Oberhoff, Bernd

Richard Wagner inside

Die Protagonisten auf seiner inneren Bühne

Rubrik: Bücher
Verlag/Label: Twentysix / Books on Demand, Norderstedt 2016
erschienen in: das Orchester 01/2017 , Seite 56

Wer weint, schimpft, murmelt, wenn Richard Wagner seinen Zeitgenossen oder der Nachwelt unverständlich bleibt? Rätselhaftes Verhalten kann sich klären, wenn wir bereit sind, in die allgemein menschlichen psychischen Entwicklungsmuster und deren individuelle Irritation in der frühen Kindheit zu blicken – auch bei einem Genie wie Wagner.
Nach der abgründigen Mozart-Biografie (2008) und der aufregenden Analyse von Wagners Ring (2012) legt der Musikpsychoanalytiker Bernd Oberhoff in seinem neuen Buch Richard Wagner auf die Couch. Dazu befragt er das gesamte Spektrum an Briefen, Schriften, Berichten von Zeitzeugen und natürlich Wagners musikdramatische Werke. Er diagnostiziert eine mittelschwere dissoziative Persönlichkeitsstörung.
Zwei gar nicht so ungewöhnliche Traumatisierungen macht er für die psychische Krankheit Wagners verantwortlich: die zeitweilige Trennung von der Mutter im Säuglingsalter (Trennungstrauma) und die Peitschenschläge seines Stiefvaters als kleiner Junge (Gewalttrauma). In den zehn abwechslungsreichen Kapiteln des Buchs fasst der Autor die benutzten Zeugnisse zusammen und baut seine psychoanalytische Interpretation bestens nachvollziehbar auf: So schreit in der Briefflut an seine Braut Minna Planer der 22-jährige Wagner wie ein Kind, das von der Mutter getrennt ist und sich von ihr verlassen fühlt.
Neben dem Kind treten noch andere Persönlichkeitsanteile auf: Das pubertäre Kampf-Ich übernimmt es auf ungenaue, unlogische und auch nicht urteilsfähige, aber umso schlagkräftigere Art aufzubegehren, wie es in der Schmähschrift Vom Judentum in der Musik geschieht. So wie die abgespaltenen, nicht integrierten (dissoziierten) Anteile des Ichs miteinander im Inneren Wagners zum Teil lautstark mit ihren Stimmen streiten, sieht sie Oberhoff in den Personen der Opern eigenständig agieren.

════

## Aufgabe
Schreiben Sie die Buchbesprechung über Bernd Oberhoffs Wagner-Buch im Anschluss an ihren letzten Satz fort.

## Datensätze
════

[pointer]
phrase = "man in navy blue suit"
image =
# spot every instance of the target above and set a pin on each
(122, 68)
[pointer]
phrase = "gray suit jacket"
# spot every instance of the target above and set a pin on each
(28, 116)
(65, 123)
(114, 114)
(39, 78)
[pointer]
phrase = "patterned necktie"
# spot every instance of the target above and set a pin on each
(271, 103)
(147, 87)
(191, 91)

════

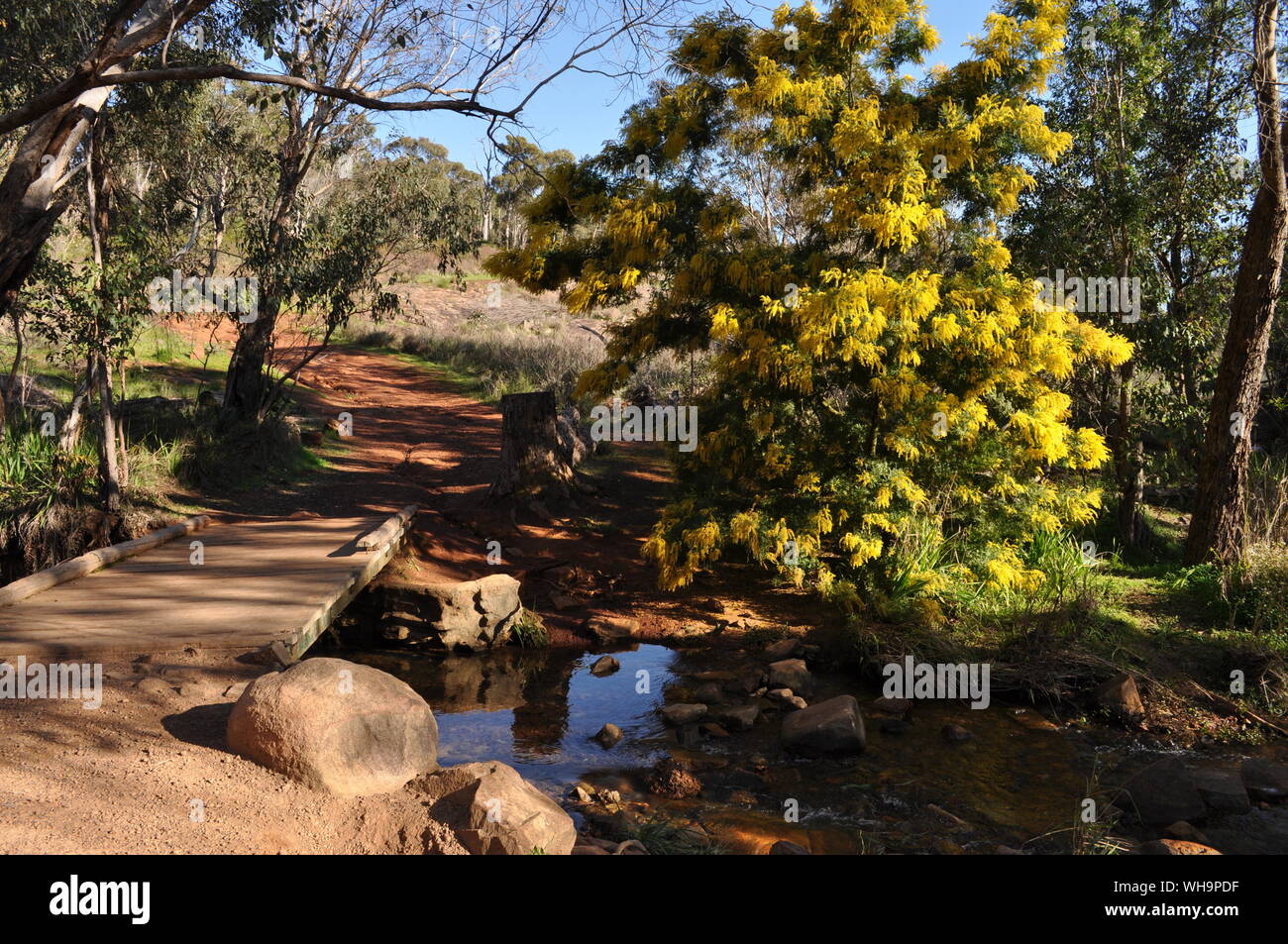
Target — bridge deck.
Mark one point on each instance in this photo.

════

## Übungsergebnis
Beispielsweise der Holländer als traumatisiertes Innen-Kind, das sich nach Heimat sehnt, aber gleichzeitig auch extrem misstrauisch ist; Daland als das gefühlsarme Alltags-Ich, das von den wahren Gefühlen seines Schwiegersohns in spe bzw. des Inneren Kindes nicht belästigt werden will; und Senta, der vom Kind ersehnte Rettungsengel. Das pubertäre Kampf-Ich idealisiert Wagner in Siegfried zum Helden. In Tristan und Isolde und Parsifal leiden Tristan und Amfortas an Wunden, Traumata, denen Oberhoff anschaulich auch musikalische Analysen der zentralen Motive zuordnet. Schließlich bringt er Licht in das Dunkel der Frage, von welchem Leiden Wagners Personen denn nun erlöst oder besser geheilt werden müssen, nämlich von eben jenen Wunden und ihren erschreckenden Folgen.
Oberhoffs gut verständliche, ebenso sorgfältige wie empathische Analyse nimmt Wagner und sein Werk auseinander, ohne es zu entzaubern. Im Gegenteil: Sein anerkennendes Staunen über die hohe Kunst Richard Wagners überträgt sich.